EXERCISE INSTRUCTIONS >> Rewrite the lines of the entries from the line with "Capability note —" to the line with "[491,321,628,404]", swapping "bounding boxes" for "box coordinates" and keeping everything else the same.

EXERCISE DATA >>
— begin —

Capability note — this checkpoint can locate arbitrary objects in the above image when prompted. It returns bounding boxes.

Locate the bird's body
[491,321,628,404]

— end —
— begin —

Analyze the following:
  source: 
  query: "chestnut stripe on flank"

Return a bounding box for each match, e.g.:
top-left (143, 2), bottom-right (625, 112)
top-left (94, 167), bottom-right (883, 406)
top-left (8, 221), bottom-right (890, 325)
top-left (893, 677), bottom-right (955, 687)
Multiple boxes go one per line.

— end —
— begin —

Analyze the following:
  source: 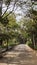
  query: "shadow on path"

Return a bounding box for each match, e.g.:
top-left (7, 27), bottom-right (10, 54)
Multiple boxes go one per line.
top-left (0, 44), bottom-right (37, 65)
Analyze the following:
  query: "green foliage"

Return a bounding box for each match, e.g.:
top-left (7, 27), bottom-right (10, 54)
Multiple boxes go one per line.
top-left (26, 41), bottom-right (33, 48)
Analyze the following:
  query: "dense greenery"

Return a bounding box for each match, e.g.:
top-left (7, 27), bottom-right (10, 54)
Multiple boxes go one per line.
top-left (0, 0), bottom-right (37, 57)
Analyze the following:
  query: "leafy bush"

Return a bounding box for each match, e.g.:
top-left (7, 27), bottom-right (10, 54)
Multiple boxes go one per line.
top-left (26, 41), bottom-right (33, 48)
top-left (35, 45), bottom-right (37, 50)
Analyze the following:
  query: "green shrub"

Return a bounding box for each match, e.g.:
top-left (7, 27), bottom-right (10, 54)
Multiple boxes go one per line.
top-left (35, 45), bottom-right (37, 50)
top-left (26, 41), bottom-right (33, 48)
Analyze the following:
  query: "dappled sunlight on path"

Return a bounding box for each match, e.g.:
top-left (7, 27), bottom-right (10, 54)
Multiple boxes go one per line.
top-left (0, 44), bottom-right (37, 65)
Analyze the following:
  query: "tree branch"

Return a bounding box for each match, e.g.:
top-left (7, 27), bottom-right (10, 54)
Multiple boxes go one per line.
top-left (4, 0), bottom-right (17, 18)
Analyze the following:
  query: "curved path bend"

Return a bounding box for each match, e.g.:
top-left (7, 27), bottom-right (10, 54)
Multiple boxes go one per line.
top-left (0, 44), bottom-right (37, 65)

— end —

SOLUTION FOR THIS EXERCISE >>
Capability note — this checkpoint can locate arbitrary objects in the above image when prompted. It returns box coordinates.

Locate the bird's body
[491,321,628,404]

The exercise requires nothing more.